§ WHAT TO WORK ON: Your output should consist solely of the lines from the one with "the pale hazy" through the end of the records, reproduced exactly, both ends included.

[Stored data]

----------

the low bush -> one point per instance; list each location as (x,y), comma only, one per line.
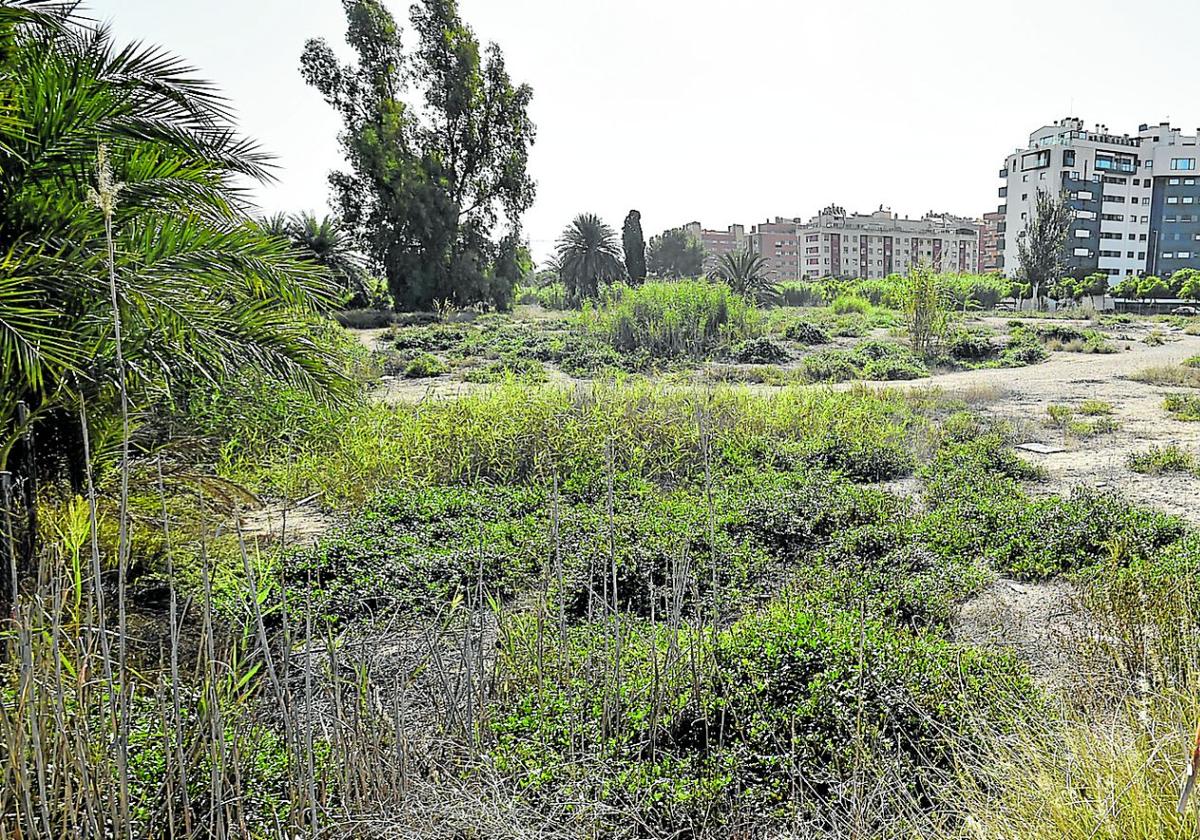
(1159,460)
(851,305)
(425,365)
(807,333)
(527,370)
(759,352)
(1173,376)
(675,319)
(1183,406)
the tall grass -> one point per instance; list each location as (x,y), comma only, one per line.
(675,319)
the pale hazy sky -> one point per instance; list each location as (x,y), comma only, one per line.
(730,111)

----------

§ YOUR SOLUTION:
the pale hazy sky -> one point per instance; list each location as (x,y), comma only, one per line.
(730,111)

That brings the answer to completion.